» **Text shown**:
•••••

Oh you guys are sneaky.  You thought of everything.

Do you guys have future refactoring plans to standardize up on vector id
data types?

On Tue, Jan 24, 2012 at 5:48 PM, Jake Mannix <[email protected]> wrote:

> On Tue, Jan 24, 2012 at 5:31 PM, John Conwell <[email protected]> wrote:
>
> > Just ran into a problem trying to use IntWritable as my key when creating
> > vectors so I can use CBV0Driver.  I'm using the helper
> > class SparseVectorsFromSequenceFiles to create my document vectors, and I
> > create my sequence file with IntWritable as the key.
> >  SparseVectorsFromSequenceFiles calls DocumentProcessor to tokenize the
> > documents, but, DocumentProcessor's output is key: Text, value:
> > StringTuple.  This in turn causes an exception.

•••••

» **Data block**:
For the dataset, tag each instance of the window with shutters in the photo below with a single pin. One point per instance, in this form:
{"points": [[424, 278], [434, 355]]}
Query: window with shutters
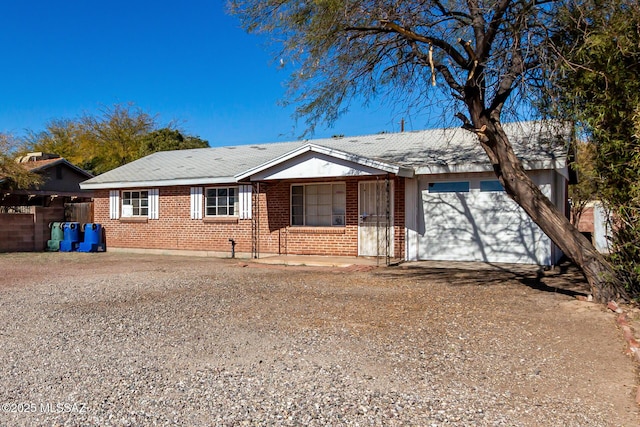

•••••

» **Written instruction 1**:
According to the thread on vector key types, what key and value types does DocumentProcessor output?
» **Written instruction 2**:
Continue the mailing-list thread on vector key types from its last sentence.
The lines that come after the text have nothing to do with what you are asked to do here.

» **Written reply 1**:
Its output has a key of Text and a value of StringTuple.

» **Written reply 2**:
> >
> > So it looks like these helper classes that create sequence files of
> > VectorWritable, which are the input to a lot of these algorithms, are not
> > compatible with some of the newer algorithms, like CBV0Driver.  Is that
> > correct?
> >
>
> $MAHOUT_HOME/bin/mahout rowid --help
>
> to the rescue. :)
>
>
> >
> > And coming back to CBV0Driver, if someone wants to use it, they'll have
> to
> > hand code the creation of VectorWritables, or possibly run the ones that
> > are created by SparseVectorsFromSequenceFiles through a transform, to
> > output IntWritable keys.  Correct?
> >
> > BTW, not trying to sound critical, I'm just trying to understand the
> > architecture.  Is this an issue that you guys are want to get
> > fixed/consistant at some point?  Where all vector keys are IntWritables,
> > and all helper classes consume and output pairs that have IntWritable
> keys?
> >  I might be interested in helping with that effort.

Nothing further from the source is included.